_Instruction 1_
Repeat the passage of the Ferlinghetti thread starting at "Lawrence Ferlinghetti Recounts" and ending at "include his name.", word for word.

_Source passage_
◇ ◇ ◇ ◇ ◇
Lawrence Ferlinghetti Recounts More Than Six Decades of Life in San Francisco - samclemens
http://ww2.kqed.org/news/2015/03/03/at-95-ferlinghetti-recounts-more-than-six-decades-of-life-in-sf/

======
ntefrau
This is pretty funny coming from Ferlinghetti. I wonder how many times he and
his friends were accused of lacking manners and having no respect for "high
culture." He spent decades building a bookstore, a publishing company, holding
art exhibits, and encouraging anyone who would listen to come to San
Francisco. Any list of the folks most responsible for its gentrification would
have to include his name.

He did what so many are doing now: come for the adventure, stay to run a
business.

------
pekk
Ferlinghetti's $65/mo rent in North Beach, adjusted for inflation, would be
about $584/mo today. Unthinkably low in central parts of New York City, the
Bay Area, or other first-tier metropolitan areas. The workings of the market
have seen the attractions of these places, and reserved even the outlying and
interstitial areas for rich people. And that is a loss.

But Ferlinghetti's rent reflected that the area was not so built up then, not
considered so desirable as it is today. It was an underappreciated gem. In
other places, there are other underappreciated gems like North Beach in 1951
(edit: not exactly the same, for the same people, obviously). If you want
Ferlinghetti's deal, you'll have to look for one of those. Probably not within
commute distance of San Francisco, though.

------
calcsam
The Detour app has a great tour of SF taking you in the footsteps of some of
the Beats and their contemporaries, including Ferlinghetti. Took it last week
when my sister came to town, highly recommended.

------
ioddly
I wonder how much time he spends out of San Francisco, because as someone who
lives in Texas and has almost no grasp on how the internet and Silicon Valley
have influenced San Francisco over the years, it's still quite unique to me
and I consider every visit there to be a treat. It's all relative, I guess.

------
mml
Sad to see a giant reduced to yelling at clouds. I say that as someone Who
enjoys a good cloud scolding.
◇ ◇ ◇ ◇ ◇
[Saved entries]
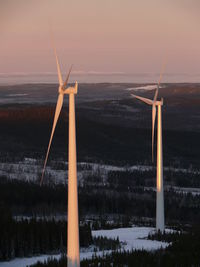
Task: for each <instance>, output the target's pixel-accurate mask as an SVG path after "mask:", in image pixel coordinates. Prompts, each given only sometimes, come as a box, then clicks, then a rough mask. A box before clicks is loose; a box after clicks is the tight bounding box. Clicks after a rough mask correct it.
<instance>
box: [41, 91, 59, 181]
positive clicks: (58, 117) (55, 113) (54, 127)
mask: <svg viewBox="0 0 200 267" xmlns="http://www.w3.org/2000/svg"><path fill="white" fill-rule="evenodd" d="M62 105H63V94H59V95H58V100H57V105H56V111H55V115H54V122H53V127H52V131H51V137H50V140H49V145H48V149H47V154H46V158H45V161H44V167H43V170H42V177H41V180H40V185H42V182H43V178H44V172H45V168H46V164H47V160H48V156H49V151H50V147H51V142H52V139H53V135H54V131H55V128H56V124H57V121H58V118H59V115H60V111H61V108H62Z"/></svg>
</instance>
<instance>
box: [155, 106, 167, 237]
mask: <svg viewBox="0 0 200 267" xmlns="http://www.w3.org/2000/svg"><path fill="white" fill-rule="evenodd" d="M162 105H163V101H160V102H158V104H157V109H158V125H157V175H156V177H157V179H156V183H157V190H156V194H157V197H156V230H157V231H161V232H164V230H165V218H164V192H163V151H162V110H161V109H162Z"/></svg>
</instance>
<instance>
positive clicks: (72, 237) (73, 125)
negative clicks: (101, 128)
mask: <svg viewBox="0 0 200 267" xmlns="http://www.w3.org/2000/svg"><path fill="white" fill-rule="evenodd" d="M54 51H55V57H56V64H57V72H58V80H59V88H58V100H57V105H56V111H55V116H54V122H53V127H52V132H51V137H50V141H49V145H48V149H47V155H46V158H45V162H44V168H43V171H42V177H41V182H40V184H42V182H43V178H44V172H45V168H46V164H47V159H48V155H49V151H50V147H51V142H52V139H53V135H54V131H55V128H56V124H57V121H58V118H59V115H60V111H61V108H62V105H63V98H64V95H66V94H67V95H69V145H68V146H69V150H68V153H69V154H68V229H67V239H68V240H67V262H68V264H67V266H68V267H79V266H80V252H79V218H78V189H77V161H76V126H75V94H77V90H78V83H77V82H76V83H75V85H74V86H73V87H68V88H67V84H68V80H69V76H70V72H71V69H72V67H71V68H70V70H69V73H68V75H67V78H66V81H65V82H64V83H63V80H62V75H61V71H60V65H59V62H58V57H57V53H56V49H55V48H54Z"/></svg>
◇ ◇ ◇ ◇ ◇
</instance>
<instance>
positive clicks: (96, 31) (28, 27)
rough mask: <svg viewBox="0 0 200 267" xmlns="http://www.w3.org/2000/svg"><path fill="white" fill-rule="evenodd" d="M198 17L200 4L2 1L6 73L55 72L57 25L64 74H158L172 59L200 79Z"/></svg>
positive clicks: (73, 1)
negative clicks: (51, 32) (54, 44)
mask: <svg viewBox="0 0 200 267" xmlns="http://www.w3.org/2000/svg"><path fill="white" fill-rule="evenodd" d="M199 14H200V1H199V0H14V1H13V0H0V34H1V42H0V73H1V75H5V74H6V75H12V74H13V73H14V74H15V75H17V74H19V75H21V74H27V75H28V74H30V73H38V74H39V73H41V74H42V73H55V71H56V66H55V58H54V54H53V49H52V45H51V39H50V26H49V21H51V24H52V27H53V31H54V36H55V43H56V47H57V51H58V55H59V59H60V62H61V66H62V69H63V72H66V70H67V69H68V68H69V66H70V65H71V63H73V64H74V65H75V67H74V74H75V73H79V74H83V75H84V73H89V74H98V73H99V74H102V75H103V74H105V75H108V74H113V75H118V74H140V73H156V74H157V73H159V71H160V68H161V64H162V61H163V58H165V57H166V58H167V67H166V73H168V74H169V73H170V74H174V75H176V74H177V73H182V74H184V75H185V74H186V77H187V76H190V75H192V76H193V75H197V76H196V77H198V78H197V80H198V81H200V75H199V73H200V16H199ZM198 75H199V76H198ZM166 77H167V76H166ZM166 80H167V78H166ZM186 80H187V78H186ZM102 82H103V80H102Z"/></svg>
◇ ◇ ◇ ◇ ◇
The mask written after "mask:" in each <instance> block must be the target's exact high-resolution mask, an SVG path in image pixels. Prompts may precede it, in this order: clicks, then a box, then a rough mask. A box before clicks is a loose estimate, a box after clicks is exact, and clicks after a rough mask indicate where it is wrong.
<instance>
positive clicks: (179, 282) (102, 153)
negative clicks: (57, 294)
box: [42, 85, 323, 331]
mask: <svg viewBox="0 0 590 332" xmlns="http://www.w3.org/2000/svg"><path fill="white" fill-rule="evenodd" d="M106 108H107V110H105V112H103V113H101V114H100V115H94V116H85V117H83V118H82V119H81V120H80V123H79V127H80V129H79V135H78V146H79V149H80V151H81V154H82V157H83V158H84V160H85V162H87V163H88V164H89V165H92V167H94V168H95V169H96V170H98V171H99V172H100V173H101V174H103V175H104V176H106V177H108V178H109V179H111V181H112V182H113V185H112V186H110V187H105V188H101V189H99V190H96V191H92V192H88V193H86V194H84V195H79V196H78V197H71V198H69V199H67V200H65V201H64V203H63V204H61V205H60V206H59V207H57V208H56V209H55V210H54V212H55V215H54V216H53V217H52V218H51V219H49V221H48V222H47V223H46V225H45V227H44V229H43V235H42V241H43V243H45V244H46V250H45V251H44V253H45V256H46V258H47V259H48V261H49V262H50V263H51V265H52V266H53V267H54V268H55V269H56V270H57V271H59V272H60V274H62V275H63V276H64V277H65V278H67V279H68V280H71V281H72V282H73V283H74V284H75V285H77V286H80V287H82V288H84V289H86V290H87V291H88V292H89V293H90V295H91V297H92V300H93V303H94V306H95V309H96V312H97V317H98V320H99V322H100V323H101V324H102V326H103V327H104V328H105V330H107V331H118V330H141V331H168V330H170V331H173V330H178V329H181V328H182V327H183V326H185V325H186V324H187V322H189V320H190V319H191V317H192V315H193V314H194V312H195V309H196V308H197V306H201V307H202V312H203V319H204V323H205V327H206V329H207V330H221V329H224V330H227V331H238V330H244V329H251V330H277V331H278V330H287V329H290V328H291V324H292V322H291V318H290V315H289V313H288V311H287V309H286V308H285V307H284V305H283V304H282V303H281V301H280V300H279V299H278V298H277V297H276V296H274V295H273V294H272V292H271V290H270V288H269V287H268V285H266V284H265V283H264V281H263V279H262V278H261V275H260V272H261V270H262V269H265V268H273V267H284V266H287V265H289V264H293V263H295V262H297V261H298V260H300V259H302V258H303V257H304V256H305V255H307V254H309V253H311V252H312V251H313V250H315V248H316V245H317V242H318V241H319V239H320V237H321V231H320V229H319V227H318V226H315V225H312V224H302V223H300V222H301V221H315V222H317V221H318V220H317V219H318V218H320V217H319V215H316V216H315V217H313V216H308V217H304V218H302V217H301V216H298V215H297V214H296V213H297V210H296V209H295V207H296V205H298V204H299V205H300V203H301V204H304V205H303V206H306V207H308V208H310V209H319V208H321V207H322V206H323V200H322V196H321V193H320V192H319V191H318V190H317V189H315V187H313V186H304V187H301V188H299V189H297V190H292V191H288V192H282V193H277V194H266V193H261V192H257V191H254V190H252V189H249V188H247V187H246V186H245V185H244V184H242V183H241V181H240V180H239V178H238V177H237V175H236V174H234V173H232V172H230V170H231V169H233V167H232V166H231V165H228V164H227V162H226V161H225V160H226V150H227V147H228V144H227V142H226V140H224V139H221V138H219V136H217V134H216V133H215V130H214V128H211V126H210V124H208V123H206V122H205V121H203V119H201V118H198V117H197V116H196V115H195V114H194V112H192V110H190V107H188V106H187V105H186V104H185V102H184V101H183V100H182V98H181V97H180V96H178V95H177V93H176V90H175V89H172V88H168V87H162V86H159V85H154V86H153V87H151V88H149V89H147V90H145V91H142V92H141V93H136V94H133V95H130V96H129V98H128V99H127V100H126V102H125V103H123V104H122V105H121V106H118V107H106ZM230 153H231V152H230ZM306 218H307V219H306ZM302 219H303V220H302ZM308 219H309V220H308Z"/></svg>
◇ ◇ ◇ ◇ ◇
_Instruction 2_
Reproduce the lines of the records starting at the line that contains "The mask written" and ending at the line that contains "box: [42, 85, 323, 331]", including both of those lines.

_Response box 1_
Lawrence Ferlinghetti Recounts More Than Six Decades of Life in San Francisco - samclemens
http://ww2.kqed.org/news/2015/03/03/at-95-ferlinghetti-recounts-more-than-six-decades-of-life-in-sf/

======
ntefrau
This is pretty funny coming from Ferlinghetti. I wonder how many times he and
his friends were accused of lacking manners and having no respect for "high
culture." He spent decades building a bookstore, a publishing company, holding
art exhibits, and encouraging anyone who would listen to come to San
Francisco. Any list of the folks most responsible for its gentrification would
have to include his name.

_Response box 2_
The mask written after "mask:" in each <instance> block must be the target's exact high-resolution mask, an SVG path in image pixels. Prompts may precede it, in this order: clicks, then a box, then a rough mask. A box before clicks is a loose estimate, a box after clicks is exact, and clicks after a rough mask indicate where it is wrong.
<instance>
positive clicks: (179, 282) (102, 153)
negative clicks: (57, 294)
box: [42, 85, 323, 331]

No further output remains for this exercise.